**Stated goal:**
Arrange the lines of the entries between the line holding "find the hillside." and the line holding "[1,50,150,66]", inclusive, as a Markdown table with columns Row and Text. Give each line a row number and leave out blank lines.

**The data:**
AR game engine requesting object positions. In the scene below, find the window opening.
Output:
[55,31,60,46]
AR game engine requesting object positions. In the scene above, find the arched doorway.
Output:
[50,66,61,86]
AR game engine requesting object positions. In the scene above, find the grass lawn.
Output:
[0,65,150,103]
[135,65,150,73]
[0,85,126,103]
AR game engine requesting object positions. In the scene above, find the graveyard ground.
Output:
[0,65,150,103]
--
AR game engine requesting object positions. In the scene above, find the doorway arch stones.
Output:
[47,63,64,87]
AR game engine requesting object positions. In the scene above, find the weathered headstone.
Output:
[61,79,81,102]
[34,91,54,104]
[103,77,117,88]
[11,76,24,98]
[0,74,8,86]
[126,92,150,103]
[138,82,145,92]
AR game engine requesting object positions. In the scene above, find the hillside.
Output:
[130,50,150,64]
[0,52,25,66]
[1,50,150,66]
...
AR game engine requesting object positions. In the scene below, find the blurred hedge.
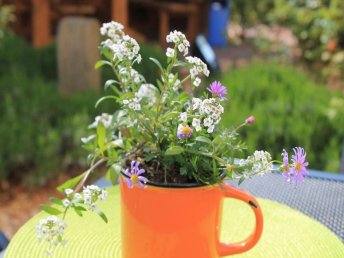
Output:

**Correct response:**
| Row | Text |
|---|---|
| 1 | AR game engine requesting object positions. In the scene above, find the hillside. |
| 2 | Output: |
| 3 | [130,50,150,64] |
| 4 | [0,52,25,66] |
| 5 | [1,50,150,66] |